__TASKS TO CARRY OUT__.
1. Please copy out the location labeling records line for line, without altering anything.
2. Resume the passage on physical education teaching skills at the teacher training stage, starting right after its final sentence.

__READING PASSAGE__.
────────
Towards Improving Physical Education Teaching Skills at the Teacher Training Stage ()
1. Research Background
1.1. Problems at the Teacher Training Stage
A report of the Central Council for Education indicated that with the advent of the knowledge-based society and against the backdrop of an unprecedented rate of change in the social structure due to factors such as globalization, a low birth rate combined with an aging population, and computerization, children need to have a “zest for life” to identify, study, think, judge, and act on issues independently in an unpredictable society (Central Council for Education, 2006). Supporting balanced intellectual, moral, and physical child development in schools requires teachers with excellent instructional skills and qualities.
Many companies provide new employees with on-the-job training, which entails real work at the job site to improve employees’ skills during a fixed training period. Similarly, this study attempted to improve schoolteachers’ teaching abilities by enriching in-school training through the implementation of off-campus and in-school training tailored to different levels of experience, job functions, and specialized subjects.
Since schoolteachers start teaching in their first year of appointment, they must teach “good” classes from the outset. Even those who have only recently completed a university teacher training course are expected to teach well and produce learning outcomes comparable to those of in-service teachers. In other words, being newly appointed does not excuse poor practical instructional skills; teachers at all stages must behave as professional educators. This necessitates training teachers at the university level to ensure that they begin to develop their teaching skills while they are still students and thus possess the minimum competencies necessary to assume a teaching role.
────────
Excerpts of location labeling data
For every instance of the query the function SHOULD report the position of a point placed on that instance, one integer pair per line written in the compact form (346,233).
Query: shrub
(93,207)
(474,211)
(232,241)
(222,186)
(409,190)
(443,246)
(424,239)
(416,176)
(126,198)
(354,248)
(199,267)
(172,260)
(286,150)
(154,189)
────────
__ANSWERS__.
1.
For every instance of the query the function SHOULD report the position of a point placed on that instance, one integer pair per line written in the compact form (346,233).
Query: shrub
(93,207)
(474,211)
(232,241)
(222,186)
(409,190)
(443,246)
(424,239)
(416,176)
(126,198)
(354,248)
(199,267)
(172,260)
(286,150)
(154,189)

2.
The Central Council for Education’s “Improvement of Teacher Competencies for Future School Education” identifies the training stage as the forum for “the minimum basic and fundamental learning to become a teacher” (Central Council for Education, 2015). This is not limited to teaching children knowledge and skills but also includes developing the instructional skills necessary to impart the “ability to think, judge, and express, and the attitude to engage in independent learning”, which are requirements for problem-solving. Trainees must also acquire the instructional skills necessary to facilitate various types of learning; for example, they must apply independent and collaborative (active) learning perspectives to the design of teaching and learning environments to ensure that students learn to identify and solve problems and must also incorporate information and communication technology (ICT) into their teaching.
However, even when trainees familiarize themselves with a class structure that stimulates active learning, they see their target students only during teaching practice (Ministry of Education, Culture, Sports, Science and Technology of Japan, 2015). Furthermore, depending on the specifics of the school offering the training, in-class practice may be insufficient, and trainees may be limited to following an instruction plan. Few aspiring teachers get sufficient practical experience during their training. Consequently, trainees urgently need to develop practical instructional skills at the teacher training stage.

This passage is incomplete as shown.